PROBLEM STATEMENT:
Reproduce word for word the lines between those holding "Mark every instance of the white building" and "Mark every instance of the textured", inclusive, and nothing else from the data below.

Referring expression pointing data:
——

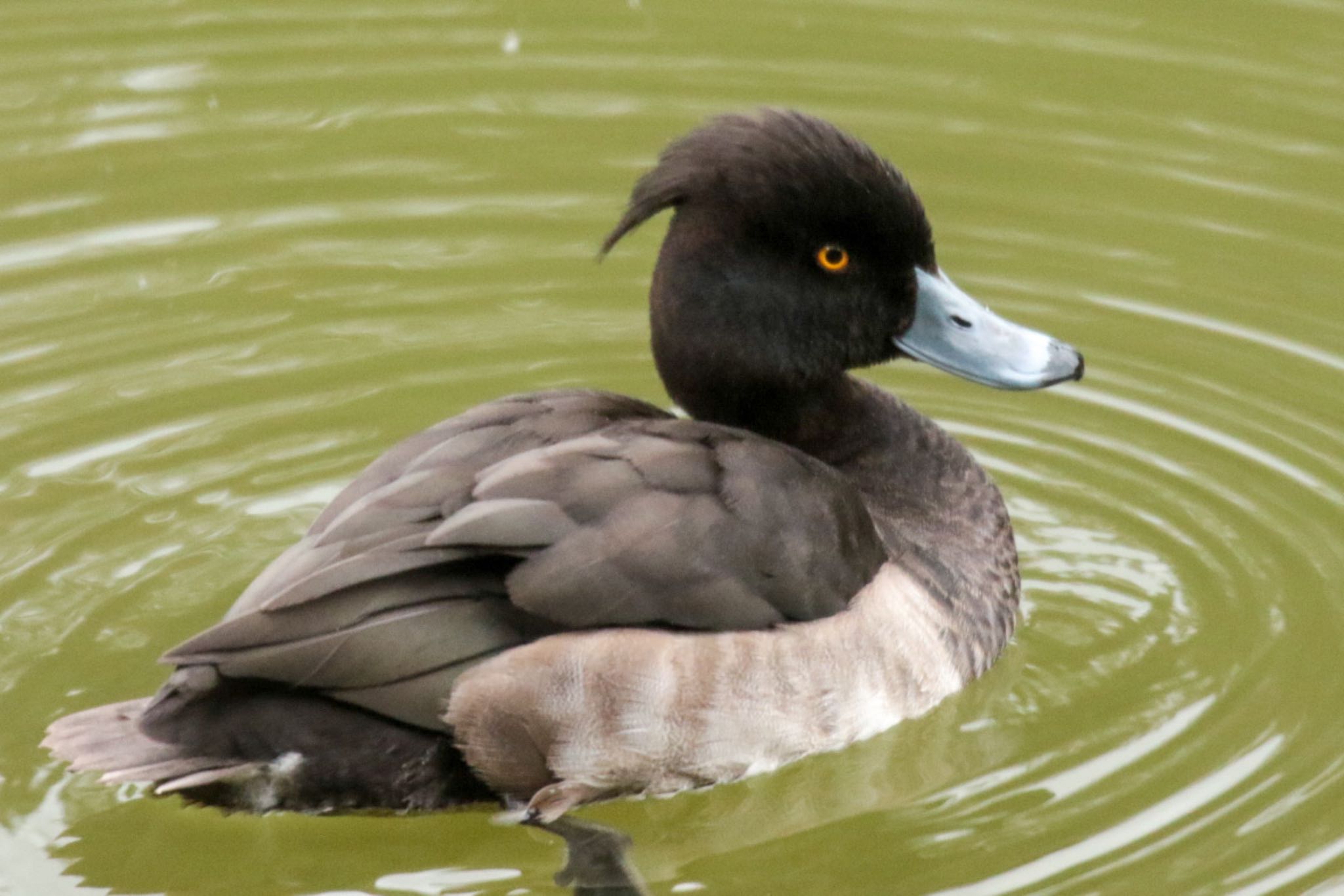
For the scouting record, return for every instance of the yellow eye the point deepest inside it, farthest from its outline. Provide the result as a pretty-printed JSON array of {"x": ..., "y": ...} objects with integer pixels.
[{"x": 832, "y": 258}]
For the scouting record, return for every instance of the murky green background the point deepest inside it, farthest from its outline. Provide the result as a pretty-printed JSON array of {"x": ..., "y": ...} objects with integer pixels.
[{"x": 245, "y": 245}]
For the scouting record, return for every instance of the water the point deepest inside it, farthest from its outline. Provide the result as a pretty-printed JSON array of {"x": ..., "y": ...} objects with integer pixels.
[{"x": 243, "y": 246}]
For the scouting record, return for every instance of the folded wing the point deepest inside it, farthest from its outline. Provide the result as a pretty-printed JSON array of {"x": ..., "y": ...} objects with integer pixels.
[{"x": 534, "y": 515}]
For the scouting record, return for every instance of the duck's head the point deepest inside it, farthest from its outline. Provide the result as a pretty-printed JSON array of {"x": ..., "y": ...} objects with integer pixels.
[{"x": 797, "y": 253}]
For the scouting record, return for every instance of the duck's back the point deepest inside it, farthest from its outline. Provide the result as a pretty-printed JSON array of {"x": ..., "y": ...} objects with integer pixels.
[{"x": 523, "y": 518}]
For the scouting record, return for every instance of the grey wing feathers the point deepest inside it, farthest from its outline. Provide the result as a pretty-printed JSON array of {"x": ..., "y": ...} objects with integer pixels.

——

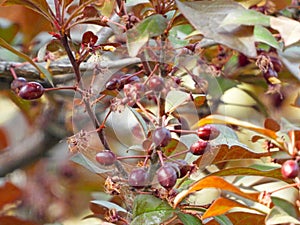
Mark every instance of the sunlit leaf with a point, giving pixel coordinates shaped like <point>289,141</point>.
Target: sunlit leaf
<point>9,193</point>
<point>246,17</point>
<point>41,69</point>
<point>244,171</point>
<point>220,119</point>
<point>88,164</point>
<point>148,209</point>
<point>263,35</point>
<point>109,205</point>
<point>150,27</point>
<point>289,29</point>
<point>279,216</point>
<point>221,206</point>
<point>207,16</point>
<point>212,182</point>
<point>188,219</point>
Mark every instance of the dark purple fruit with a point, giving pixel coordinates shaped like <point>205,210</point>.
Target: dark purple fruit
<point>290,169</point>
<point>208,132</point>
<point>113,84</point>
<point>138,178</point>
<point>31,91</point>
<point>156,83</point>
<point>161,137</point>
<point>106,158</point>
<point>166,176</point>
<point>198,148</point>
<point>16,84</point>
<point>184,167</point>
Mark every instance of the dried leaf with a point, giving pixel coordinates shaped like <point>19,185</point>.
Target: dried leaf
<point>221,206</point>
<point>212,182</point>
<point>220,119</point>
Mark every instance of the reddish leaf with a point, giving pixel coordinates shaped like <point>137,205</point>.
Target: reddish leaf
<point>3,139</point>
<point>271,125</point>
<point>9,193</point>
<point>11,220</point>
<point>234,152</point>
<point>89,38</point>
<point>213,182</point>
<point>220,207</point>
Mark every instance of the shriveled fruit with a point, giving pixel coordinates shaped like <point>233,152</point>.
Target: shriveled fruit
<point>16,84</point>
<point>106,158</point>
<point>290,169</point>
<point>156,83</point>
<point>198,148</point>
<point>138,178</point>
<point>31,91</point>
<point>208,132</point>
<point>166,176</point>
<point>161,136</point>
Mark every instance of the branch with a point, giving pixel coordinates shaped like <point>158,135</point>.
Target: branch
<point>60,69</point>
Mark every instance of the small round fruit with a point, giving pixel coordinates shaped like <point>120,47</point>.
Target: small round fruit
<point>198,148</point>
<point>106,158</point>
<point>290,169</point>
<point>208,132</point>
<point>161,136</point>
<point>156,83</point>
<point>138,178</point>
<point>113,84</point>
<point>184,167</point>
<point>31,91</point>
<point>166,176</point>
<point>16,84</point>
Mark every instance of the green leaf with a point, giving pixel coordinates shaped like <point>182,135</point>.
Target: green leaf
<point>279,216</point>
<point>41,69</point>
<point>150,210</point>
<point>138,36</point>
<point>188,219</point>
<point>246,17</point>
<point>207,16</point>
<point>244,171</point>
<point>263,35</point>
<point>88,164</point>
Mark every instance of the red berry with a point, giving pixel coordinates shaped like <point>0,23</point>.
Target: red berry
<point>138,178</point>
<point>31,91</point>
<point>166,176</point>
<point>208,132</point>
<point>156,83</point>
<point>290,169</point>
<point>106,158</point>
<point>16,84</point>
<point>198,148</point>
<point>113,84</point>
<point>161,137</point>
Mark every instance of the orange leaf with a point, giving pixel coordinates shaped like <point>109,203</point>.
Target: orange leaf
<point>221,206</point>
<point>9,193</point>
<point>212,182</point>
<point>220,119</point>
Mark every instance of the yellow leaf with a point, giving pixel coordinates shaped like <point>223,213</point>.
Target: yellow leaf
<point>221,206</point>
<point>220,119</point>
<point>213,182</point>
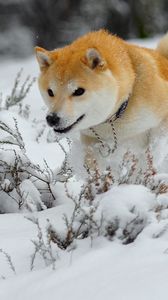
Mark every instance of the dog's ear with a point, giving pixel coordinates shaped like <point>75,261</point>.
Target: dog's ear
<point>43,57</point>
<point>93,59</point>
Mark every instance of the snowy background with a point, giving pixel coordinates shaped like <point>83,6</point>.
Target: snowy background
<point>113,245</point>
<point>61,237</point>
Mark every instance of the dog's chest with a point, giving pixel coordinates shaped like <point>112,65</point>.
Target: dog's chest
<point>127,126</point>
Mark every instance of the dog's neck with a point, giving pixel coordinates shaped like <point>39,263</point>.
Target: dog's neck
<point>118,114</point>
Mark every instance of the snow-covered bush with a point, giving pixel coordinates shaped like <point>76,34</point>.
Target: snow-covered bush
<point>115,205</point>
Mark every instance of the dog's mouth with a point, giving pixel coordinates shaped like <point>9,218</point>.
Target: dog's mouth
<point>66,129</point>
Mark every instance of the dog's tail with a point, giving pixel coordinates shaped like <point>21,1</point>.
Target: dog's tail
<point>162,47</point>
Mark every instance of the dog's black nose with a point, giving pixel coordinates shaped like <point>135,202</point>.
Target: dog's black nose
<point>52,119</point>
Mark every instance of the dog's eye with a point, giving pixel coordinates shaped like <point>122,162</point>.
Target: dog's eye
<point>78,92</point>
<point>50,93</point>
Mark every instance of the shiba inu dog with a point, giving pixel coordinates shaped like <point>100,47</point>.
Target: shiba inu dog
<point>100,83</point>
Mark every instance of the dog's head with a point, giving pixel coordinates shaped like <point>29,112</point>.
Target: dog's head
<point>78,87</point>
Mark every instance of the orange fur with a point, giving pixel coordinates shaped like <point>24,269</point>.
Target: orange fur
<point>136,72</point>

——

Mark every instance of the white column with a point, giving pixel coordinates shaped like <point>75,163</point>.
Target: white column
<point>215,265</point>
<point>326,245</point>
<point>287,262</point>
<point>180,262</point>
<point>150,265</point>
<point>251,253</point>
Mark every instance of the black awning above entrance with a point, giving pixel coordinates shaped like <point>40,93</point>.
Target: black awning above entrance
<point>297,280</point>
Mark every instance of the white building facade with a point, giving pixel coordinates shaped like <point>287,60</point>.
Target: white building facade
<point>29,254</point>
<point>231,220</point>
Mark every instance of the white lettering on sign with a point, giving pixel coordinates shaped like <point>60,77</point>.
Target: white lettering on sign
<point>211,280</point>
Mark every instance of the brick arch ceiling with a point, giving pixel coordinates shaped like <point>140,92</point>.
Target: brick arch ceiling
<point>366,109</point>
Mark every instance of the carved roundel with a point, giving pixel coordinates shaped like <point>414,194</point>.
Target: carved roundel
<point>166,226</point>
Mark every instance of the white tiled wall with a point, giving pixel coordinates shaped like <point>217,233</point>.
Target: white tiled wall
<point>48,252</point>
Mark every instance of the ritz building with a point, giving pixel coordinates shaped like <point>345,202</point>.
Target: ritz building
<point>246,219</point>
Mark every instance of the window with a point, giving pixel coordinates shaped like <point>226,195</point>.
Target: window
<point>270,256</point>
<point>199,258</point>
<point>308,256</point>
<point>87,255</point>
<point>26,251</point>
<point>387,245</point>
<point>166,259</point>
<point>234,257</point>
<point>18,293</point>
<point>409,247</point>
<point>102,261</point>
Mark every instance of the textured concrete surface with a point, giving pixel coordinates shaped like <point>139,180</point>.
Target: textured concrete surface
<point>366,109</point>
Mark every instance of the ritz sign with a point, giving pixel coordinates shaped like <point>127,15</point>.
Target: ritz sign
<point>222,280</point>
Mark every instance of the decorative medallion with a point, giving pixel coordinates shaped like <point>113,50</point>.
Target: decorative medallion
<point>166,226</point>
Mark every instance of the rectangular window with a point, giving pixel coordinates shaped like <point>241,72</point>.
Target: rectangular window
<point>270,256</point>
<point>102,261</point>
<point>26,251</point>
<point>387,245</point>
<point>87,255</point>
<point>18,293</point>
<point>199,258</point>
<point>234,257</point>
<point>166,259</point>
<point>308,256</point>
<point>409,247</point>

——

RESULT:
Mark every instance of the white building facade with a point, giving pixel coordinates shaped like <point>287,60</point>.
Target: white building facade
<point>29,254</point>
<point>231,220</point>
Mark every instance of the white lettering on sign with a point, giving pixel coordinates shaped like <point>60,77</point>.
Target: white lettering on sign
<point>211,280</point>
Mark every instance of the brick arch ceiling with a point, giving pixel coordinates shaped like <point>140,92</point>.
Target: brick arch ceiling
<point>366,109</point>
Mark every instance of the carved roundel with a point, giving pixel coordinates shaped like <point>414,194</point>.
Target: carved roundel
<point>166,226</point>
Mark every instance of the white tiled wall with a point, giving pixel coordinates shaped like <point>217,233</point>.
Target: white tiled wall
<point>48,252</point>
Mark every instance of the ritz building with a point, giving pixel coordinates shaped like <point>345,202</point>.
Target: ritz building
<point>246,219</point>
Mark every instance of the window with a point, giving pixel coordinates shaped like <point>226,195</point>.
Target: window
<point>270,256</point>
<point>199,258</point>
<point>308,256</point>
<point>87,255</point>
<point>26,251</point>
<point>387,245</point>
<point>166,259</point>
<point>234,257</point>
<point>18,293</point>
<point>409,247</point>
<point>102,261</point>
Mark every instance of the textured concrete surface with a point, giving pixel coordinates shaped like <point>139,180</point>.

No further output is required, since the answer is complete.